Check out some projects on this website:
http://www.frets.com/HomeShopTech/hstpages.html
Several nifty little projects are lathe-specific and good learning experiences.  I've made several magnets (see his 'Magnetic Stickups' tab) which I use all over the shop (his are brass; mine are aluminum).  Fun to make, easy, a good learning experience, and functional.  Who could ask for anything more?

Regards,
Terry


----------



## ttabbal (Feb 20, 2018)

The magnet holders look like fun, I'll have to give it a go.


----------



## British Steel (Feb 20, 2018)

How about a wiggler? It's a slim sprung telescopic cylinder with a point one end, a centre-drilling the other, used for centring punch marks on oddly-shaped parts held in the 4-jaw for drilling, cutting concentric features etc. (tailstock centre goes into the drilling, wiggler point into punch mark, rest a DTI on the wiggler shaft and adjust for zero run-out).

Picture your scriber with a hollow body, and the point backed up by an internal spring and sliding accurately concentric with the outside diameter.

It practices getting a good sliding but non-sloppy fit between the body-cap and the point and also spring seat and inside of the body, taper turning the pretty fine point (and hardening and tempering it), centre-drilling thin shafts (the body). external threading the end of the body for the cap to hold the pointer and internal on the cap itself, knurling or grooving if you want it to look pretty - doable in an evening at most, uses hardly any material.

Dave H. (the other one)


----------



## ddickey (Feb 21, 2018)

I think Mr. Pete has a good video on making a wiggler.


----------



## ttabbal (Apr 7, 2018)

So, I made the fire piston with my kids. We got some bad finish on the bore with the HF drill bits. Bummer. I got some better bits and found a decent 10mm reamer I thought I'd try. I made a new outer cylinder, and there's a bit where you bore out a through hole most of the way through. I needed a bit more depth, so I carefully, I thought, ran the reamer down. It ate my threaded section. Sigh. On the up side, the reamer made a really nice finish. I need to make a new end cap with larger threads. It looks like a 7/16 thread should work. Maybe this time it will hold compression and work. 

Also need different o-rings. The plumbing box from HD doesn't have many in the right size range.


----------



## Ray C (Apr 7, 2018)

ttabbal said:


> So, I made the fire piston with my kids. We got some bad finish on the bore with the HF drill bits. Bummer. I got some better bits and found a decent 10mm reamer I thought I'd try. I made a new outer cylinder, and there's a bit where you bore out a through hole most of the way through. I needed a bit more depth, so I carefully, I thought, ran the reamer down. It ate my threaded section. Sigh. On the up side, the reamer made a really nice finish. I need to make a new end cap with larger threads. It looks like a 7/16 thread should work. Maybe this time it will hold compression and work.
> 
> Also need different o-rings. The plumbing box from HD doesn't have many in the right size range.



Lots of good learning going on there.   It was nice to hear about it.  Stick with it.  You'll get there and if you get in a pinch, post pictures here and somebody will help.

You can never really rely on drill bits to give a good finish.   That's what reamers are for.

Oh, go to Harbor Freight.  They have kits of screws, springs and all kinds of misc fasteners.  One of the kits is big assortment of O-Rings.  For 5 bucks, you'll get about 200 O-rings.   You'll make fire-sticks for the next year or two...

....

__SET EXERCISE A__: In the lathe project thread, what thread size does ttabbal think should work for the new end cap?
__SET EXERCISE B__: Please carry on the lathe project thread from the point where it stops.

__RECORDS__:
....

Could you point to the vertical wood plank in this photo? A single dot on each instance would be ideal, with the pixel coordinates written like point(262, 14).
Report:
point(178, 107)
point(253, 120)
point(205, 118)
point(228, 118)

....

__WRITTEN RESPONSE A__: A 7/16 thread.

__WRITTEN RESPONSE B__:
Ray


----------



## ttabbal (Apr 7, 2018)

Thanks Ray. I hope that posting about my learning might help other students of machining. I could try to pretend that I never mess up, but I don't think anyone would believe me.


----------



## TakeDeadAim (Apr 8, 2018)

You don't end up with anything at the end but if you have access to some 1" or so cold rolled about a foot long you can do a nice project by dividing the length into 4 equal sections, face and center-drill each end.  Cut the "4 steps" into progressively smaller diameters, say 3/8", 1/2", 5/8", and 3/4".
Cut a thread relief groove between each step then cut NC threads on each diameter.

Lather rinse and repeat for NF threads.  By the time your done you will have learned to cut to diameter, (hold yourself to a reasonable tolerance).  How to cut a groove and how to set up and cut various size threads.  When I was in school we had to do this as an exam each semester and they added things like acme threads, left hand threads and even double start threads.  Of course the cut to diameter got a tighter tolerance as did the length of the steps.  Tools were hand ground HSS and were part of the grade.

Material is cheap and if you screw up you can go to the next size smaller, (at a reduced grade of course!)

This advise, like all I offer is worth exactly what you paid for it.


----------



## The_Apprentice (Apr 8, 2018)

When I was in high school the thing to make was a Steam Engine-- back when we thought the Western world would still produce products in the future. 

The most interesting project I've heard of as late on the forum here is a yo-yo. I am thinking on toying with that idea myself.

But personally, you could try playing with making some jewelry. Gives you some fun and practice with boring bars, etc. You can even make your own expanding mandrels (or buy them).

Just promise me one thing, if you do make your own rings, please do NOT wear them while machining.


----------



## tjb (Apr 8, 2018)

The_Apprentice said:


> When I was in high school the thing to make was a Steam Engine-- back when we thought the Western world would still produce products in the future.
> 
> The most interesting project I've heard of as late on the forum here is a yo-yo. I am thinking on toying with that idea myself.
> 
> ...


Making a yo-yo sounds like it could be an interesting learning exercise.  Couldn't find anything on a 'Search', so can you provide a link to that project?

Regards,
Terry


----------



## ttabbal (Apr 8, 2018)

Thanks for the ideas! 

I'm not sure if I want to do jewelry projects, but it is a good point that it would teach some important skills. And yes, absolutely no jewelry, loose clothing, loose hair, etc. while machining.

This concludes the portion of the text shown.